(WHAT TO PRODUCE) Repeat word for word the lines of the listing starting at the one containing "Locate the white cloud" and ending at the one containing "x=581 y=217", both included.

(DATA SUPPLIED)
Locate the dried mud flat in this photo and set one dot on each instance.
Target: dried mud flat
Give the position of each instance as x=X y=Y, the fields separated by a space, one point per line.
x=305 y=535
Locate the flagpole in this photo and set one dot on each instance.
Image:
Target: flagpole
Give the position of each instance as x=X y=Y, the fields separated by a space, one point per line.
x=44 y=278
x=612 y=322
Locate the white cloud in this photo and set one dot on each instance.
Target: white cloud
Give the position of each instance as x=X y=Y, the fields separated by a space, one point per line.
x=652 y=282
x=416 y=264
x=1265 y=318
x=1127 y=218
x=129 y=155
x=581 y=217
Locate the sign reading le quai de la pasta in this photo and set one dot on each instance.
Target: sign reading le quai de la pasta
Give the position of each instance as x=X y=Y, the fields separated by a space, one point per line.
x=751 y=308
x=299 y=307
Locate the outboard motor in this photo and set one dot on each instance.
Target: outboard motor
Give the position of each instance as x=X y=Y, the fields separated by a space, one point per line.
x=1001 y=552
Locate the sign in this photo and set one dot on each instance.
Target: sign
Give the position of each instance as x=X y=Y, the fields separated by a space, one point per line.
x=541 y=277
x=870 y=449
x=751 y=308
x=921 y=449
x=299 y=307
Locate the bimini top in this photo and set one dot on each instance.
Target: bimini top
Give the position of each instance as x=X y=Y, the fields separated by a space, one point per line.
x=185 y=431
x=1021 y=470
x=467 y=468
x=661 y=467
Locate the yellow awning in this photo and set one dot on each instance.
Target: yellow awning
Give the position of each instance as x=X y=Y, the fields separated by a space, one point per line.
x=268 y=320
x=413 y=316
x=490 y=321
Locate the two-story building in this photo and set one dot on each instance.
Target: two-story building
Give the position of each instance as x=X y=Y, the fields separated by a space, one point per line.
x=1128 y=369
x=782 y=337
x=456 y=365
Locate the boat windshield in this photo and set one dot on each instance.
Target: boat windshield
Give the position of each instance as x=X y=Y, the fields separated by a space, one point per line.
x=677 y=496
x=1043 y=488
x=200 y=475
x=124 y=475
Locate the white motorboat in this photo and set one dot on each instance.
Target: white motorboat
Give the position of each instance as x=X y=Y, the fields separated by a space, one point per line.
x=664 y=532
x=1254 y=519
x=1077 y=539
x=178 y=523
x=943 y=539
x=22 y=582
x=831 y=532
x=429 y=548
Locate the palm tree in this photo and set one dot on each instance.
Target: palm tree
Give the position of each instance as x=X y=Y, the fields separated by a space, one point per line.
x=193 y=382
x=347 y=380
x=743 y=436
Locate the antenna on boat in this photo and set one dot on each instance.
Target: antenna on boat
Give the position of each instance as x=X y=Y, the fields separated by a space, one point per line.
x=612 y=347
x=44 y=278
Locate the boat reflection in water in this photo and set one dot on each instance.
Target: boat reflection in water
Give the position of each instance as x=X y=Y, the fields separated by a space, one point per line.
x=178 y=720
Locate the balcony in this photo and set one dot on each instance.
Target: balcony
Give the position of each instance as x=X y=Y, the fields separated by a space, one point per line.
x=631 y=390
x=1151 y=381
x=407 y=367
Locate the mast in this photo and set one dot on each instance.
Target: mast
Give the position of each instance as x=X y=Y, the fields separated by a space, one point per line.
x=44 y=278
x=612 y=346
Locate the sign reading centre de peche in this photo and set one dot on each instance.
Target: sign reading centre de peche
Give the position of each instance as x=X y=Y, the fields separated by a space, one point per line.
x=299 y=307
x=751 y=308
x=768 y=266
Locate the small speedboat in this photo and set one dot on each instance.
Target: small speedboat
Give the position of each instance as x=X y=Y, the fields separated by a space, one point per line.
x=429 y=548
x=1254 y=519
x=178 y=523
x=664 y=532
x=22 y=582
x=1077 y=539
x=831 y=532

(RESPONSE)
Locate the white cloud in this photo and set one dot on each instance.
Target: white cloud
Give the position of each instance as x=X y=Y, the fields separated by a space, one point per line.
x=652 y=282
x=416 y=264
x=1265 y=318
x=1127 y=218
x=129 y=155
x=581 y=217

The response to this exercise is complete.